Source text
Brief Encounters with Che Guevara


images

“Cry me a river,” Dennis said through his teeth.
“Beg your pardon?”
“Cry me a river, it’s an expression. Basically it means all you guys can go fuck yourselves.”
“Oh. Well. That’s awfully sentimental of you.”
– Ben Fountain, ‘The Lion’s Mouth’



Stories—stories of all lengths from hundred word long flash fictions to epic novels—tend to fall into one of two camps: the action-driven narrative or the character study. The ideal one might suppose is a story where the plot and characters don't interfere with each other and instead work in-concert to create something truly memorable. It can be done but it’s not easy and there’s a danger you could end up pleasing no one. I think Ben Fountain might just have managed to get the balance right with this short story collection. The blurb describes the book as follows:

With masterful pacing and a robust sense of the absurd, each story in Brief Encounters with Che Guevara is a self-contained adventure, steeped in the heady mix of tragedy and danger, excitement and hope, that characterizes countries in transition.

The Boston Globe echoes this when it says:

In this first collection the author brings the virtuosity of Greene and le Carré to tales of foreign adventures.

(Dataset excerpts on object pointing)

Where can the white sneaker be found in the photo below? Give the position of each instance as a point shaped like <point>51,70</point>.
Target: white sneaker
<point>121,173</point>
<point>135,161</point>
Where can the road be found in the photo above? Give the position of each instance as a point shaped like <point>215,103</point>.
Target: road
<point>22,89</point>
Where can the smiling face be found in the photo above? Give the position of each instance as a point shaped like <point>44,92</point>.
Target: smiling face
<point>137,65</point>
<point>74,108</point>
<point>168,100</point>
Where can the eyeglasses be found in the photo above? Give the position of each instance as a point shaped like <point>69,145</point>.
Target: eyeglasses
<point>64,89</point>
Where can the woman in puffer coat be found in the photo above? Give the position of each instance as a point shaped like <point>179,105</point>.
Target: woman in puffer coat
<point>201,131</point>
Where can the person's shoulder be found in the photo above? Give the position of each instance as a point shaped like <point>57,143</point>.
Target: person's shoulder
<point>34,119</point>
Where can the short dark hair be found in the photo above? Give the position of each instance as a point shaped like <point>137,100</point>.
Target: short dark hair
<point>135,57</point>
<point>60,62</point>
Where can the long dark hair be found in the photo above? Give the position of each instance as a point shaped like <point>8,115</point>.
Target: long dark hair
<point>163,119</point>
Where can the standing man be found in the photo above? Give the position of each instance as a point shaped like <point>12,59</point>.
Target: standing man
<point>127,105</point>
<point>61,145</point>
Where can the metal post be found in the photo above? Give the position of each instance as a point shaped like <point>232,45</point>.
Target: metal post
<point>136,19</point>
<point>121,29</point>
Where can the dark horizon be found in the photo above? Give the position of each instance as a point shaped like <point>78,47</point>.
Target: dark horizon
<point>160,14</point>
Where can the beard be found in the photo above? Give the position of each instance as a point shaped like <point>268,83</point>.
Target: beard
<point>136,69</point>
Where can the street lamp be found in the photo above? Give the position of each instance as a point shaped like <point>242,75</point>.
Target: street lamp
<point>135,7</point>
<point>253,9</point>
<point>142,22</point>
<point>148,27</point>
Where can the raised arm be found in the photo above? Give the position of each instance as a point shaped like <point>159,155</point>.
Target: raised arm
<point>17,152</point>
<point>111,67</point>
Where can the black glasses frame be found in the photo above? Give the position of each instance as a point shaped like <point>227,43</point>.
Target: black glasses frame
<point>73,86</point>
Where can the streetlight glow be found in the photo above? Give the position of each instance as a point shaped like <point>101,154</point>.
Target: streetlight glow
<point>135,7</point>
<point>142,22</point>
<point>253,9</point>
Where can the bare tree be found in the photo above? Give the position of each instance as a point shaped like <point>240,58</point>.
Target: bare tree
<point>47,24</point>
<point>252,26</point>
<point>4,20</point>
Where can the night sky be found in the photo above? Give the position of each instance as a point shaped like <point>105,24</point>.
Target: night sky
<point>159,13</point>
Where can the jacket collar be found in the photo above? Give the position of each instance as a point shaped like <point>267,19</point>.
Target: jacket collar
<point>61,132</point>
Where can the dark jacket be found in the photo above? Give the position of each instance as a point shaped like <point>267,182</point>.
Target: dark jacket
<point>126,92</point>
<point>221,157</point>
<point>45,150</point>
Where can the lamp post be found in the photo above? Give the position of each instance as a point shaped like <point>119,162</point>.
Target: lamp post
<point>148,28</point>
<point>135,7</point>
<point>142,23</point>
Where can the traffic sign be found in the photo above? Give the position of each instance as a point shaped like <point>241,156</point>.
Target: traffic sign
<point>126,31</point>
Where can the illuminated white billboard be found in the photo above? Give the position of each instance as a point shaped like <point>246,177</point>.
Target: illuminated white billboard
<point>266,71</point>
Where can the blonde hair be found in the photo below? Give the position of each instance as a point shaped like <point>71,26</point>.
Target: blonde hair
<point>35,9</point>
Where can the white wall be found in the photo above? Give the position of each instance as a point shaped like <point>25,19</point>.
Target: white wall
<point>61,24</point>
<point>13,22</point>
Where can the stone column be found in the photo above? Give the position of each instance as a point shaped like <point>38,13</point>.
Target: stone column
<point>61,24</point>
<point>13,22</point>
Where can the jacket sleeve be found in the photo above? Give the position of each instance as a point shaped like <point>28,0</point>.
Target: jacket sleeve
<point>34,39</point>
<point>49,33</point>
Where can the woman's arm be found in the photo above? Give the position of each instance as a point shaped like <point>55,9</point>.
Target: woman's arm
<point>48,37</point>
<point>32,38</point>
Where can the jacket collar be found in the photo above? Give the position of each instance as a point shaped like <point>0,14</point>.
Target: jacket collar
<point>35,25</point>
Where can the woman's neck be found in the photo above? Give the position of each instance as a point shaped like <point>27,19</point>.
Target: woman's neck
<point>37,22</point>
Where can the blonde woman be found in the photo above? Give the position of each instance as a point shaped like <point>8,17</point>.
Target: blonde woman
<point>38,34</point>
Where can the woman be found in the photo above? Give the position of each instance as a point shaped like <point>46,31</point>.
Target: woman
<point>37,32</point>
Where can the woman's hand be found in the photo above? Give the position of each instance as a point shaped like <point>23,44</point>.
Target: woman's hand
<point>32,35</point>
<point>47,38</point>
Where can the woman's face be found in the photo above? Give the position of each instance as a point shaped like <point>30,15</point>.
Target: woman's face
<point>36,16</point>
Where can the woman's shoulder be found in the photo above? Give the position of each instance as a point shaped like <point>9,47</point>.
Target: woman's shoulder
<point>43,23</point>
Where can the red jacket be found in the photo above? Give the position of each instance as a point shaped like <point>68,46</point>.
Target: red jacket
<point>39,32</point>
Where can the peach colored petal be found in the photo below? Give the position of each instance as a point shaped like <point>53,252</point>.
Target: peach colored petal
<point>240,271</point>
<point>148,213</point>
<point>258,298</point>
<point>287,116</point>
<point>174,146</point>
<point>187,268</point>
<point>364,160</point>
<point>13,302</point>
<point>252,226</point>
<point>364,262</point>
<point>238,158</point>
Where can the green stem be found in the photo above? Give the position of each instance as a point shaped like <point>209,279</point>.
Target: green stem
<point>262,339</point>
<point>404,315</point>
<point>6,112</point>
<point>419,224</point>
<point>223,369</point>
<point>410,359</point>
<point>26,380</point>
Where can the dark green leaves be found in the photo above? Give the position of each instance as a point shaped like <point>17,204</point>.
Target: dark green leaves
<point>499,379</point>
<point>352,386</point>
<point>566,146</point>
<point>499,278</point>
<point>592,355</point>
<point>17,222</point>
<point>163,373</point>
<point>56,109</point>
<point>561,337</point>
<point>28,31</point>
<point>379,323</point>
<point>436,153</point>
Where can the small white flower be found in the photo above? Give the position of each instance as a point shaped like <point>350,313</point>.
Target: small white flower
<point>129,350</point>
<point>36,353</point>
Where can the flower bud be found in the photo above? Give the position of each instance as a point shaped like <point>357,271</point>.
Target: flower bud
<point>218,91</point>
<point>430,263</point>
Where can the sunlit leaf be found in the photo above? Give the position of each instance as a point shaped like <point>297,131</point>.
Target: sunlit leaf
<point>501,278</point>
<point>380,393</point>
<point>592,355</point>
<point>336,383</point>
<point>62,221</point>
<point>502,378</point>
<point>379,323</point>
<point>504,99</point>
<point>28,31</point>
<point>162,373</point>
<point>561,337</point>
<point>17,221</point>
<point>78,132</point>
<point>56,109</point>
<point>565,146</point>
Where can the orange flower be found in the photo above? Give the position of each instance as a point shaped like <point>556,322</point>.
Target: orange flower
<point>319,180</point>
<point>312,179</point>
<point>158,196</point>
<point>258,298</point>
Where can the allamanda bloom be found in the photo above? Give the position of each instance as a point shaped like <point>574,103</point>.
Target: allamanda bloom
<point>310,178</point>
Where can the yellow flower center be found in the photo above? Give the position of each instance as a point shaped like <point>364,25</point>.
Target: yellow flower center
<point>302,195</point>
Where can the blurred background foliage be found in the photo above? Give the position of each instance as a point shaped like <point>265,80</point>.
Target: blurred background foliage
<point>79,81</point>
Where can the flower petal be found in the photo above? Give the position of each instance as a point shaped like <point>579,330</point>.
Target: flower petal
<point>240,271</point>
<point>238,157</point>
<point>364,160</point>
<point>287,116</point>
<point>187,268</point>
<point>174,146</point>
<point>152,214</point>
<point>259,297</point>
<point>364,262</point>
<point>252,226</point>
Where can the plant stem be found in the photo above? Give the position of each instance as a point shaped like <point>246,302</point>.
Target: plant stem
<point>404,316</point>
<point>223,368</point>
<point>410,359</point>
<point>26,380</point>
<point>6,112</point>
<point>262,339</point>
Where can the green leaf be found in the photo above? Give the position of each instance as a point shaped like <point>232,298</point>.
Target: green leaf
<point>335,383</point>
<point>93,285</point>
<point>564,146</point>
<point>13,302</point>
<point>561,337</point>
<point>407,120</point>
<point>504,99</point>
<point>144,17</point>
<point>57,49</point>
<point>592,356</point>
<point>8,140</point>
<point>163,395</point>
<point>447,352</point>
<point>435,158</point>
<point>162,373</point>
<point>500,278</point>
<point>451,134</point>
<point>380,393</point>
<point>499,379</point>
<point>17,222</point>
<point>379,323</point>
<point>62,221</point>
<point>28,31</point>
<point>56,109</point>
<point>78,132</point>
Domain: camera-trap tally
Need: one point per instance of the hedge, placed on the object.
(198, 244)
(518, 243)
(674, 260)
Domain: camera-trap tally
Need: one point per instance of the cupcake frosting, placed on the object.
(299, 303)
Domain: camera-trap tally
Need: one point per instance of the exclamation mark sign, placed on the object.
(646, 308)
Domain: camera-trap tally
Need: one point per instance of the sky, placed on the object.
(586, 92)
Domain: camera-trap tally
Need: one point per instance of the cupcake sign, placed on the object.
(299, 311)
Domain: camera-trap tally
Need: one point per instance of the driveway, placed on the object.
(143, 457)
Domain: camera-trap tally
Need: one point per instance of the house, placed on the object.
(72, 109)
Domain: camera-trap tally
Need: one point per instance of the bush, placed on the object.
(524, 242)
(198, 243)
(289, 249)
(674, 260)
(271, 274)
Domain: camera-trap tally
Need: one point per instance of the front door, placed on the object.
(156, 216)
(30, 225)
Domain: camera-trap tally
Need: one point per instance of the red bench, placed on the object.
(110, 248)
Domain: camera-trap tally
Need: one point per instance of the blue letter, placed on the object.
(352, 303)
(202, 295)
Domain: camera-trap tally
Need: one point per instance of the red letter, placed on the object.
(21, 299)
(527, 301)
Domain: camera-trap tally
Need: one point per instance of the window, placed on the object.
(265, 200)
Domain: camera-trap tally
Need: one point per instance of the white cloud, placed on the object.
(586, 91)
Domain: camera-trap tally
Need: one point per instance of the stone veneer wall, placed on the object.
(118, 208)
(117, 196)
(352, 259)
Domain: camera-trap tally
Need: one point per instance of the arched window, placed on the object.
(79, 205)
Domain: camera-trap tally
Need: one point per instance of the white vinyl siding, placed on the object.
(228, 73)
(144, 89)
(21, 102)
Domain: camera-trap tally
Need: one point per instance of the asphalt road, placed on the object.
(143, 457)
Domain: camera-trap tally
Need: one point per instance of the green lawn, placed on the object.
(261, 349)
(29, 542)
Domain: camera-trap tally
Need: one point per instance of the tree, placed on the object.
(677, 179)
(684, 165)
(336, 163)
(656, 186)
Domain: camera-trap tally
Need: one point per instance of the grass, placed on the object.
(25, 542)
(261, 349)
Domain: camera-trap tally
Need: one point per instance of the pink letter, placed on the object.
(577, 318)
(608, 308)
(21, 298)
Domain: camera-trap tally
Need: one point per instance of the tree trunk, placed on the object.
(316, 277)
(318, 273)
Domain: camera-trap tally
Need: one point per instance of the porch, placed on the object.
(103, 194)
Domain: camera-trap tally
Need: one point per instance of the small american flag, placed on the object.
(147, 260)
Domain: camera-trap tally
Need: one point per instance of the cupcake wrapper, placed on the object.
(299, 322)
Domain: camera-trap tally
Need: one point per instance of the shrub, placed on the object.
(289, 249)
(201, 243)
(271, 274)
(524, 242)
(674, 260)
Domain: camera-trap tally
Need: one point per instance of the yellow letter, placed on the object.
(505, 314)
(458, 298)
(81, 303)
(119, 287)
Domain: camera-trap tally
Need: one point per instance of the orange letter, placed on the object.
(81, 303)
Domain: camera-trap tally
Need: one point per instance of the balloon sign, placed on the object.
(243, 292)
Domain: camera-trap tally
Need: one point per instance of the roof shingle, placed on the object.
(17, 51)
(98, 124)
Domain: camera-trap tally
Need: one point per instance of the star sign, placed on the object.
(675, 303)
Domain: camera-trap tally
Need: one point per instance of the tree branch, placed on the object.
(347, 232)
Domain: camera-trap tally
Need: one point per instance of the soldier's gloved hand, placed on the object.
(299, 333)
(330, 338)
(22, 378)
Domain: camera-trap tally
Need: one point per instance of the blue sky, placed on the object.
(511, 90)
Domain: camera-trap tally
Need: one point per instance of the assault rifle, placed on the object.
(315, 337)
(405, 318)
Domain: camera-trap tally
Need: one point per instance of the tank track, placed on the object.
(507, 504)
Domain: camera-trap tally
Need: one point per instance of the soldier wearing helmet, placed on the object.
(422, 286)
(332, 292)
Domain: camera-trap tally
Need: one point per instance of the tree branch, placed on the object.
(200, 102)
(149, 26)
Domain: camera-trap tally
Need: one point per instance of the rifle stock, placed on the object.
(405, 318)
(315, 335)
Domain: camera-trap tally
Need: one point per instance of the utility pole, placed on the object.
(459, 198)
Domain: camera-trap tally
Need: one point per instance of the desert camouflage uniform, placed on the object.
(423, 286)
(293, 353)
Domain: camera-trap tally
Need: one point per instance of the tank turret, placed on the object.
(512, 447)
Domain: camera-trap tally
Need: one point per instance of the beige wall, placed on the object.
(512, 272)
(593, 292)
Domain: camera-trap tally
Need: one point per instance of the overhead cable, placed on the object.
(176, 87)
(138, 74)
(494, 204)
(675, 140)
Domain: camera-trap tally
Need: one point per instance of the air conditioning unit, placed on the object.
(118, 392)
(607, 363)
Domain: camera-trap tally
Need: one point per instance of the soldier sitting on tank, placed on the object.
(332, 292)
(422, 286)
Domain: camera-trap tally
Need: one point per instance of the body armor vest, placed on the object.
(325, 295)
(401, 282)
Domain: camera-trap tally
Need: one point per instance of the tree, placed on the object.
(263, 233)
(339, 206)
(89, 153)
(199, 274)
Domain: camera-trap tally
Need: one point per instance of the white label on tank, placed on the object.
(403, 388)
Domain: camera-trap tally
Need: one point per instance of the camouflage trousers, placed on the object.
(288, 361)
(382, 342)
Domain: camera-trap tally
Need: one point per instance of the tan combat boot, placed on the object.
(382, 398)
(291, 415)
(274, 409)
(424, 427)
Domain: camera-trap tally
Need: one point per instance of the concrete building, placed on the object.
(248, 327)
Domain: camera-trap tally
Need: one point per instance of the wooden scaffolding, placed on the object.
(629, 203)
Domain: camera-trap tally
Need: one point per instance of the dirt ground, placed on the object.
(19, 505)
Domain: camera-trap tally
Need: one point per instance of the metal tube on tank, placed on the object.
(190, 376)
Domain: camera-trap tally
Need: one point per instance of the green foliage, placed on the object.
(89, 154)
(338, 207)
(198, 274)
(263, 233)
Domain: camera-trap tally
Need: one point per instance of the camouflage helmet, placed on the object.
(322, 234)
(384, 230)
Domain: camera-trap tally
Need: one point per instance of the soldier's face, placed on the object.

Brief 1
Rewrite the paragraph of the book review that begins "Stories—stories of all lengths" as a shorter paragraph, keeping its main points.
Brief 2
Continue the book review, starting right after its last sentence.

Written response 1
Stories of any length, from hundred-word flash fiction to epic novels, usually lean either toward action-driven narrative or toward character study. Ideally, plot and characters would work together rather than interfere with each other to make something memorable, but that is hard to do and risks pleasing no one. The reviewer thinks Ben Fountain may have struck this balance in his short story collection, which the blurb describes as follows:

Written response 2
It’s the word ‘adventure’ that I’ve a problem with. Most of these stories take place on foreign soil but there’s not a great deal of action in them. I mean people go places and come back from them so, yes, technically there is action but, for me, what holds these stories together are the protagonists. Not one of them is a cardboard cut-out waiting to have his head blown off although, to be fair, most of them are in locations where the chance of their head being blown off is quite high. Let me illustrate. There are only eight stories in this collection, all a little on the long side. In ‘Near-Extinct Birds of the Central Cordillera’ a young ornithologist is being held hostage in the Colombian rain forest:

[A]t last they led him into the main office, Comandante Alberto’s first words were:

“You don’t look like a spy.”

A number of Blair’s possessions lay on the desk: binoculars, camera, maps and compass, the notebooks with their microscopic Blairian scribble. Seven or eight subcomandantes were seated along the wall, while Alberto, the comandante máximo, studied Blair with the calm of someone blowing smoke rings. He resembled a late-period Jerry Garcia in fatigues, a heavy man with steel-rim glasses, double bags under his eyes, and a dense brillo bush of graying hair.

“I’m not a spy,” Blair answered in his wired, earnest way. “I’m an ornithologist. I study birds.”

“However,” Alberto continued, “if they wanted to send a spy, they wouldn’t send somebody who looked like a spy. So the fact that you don’t look like a spy makes me think you’re a spy.”

Blair considered. “And what if I did look like a spy?”

“Then I’d think you were a spy.”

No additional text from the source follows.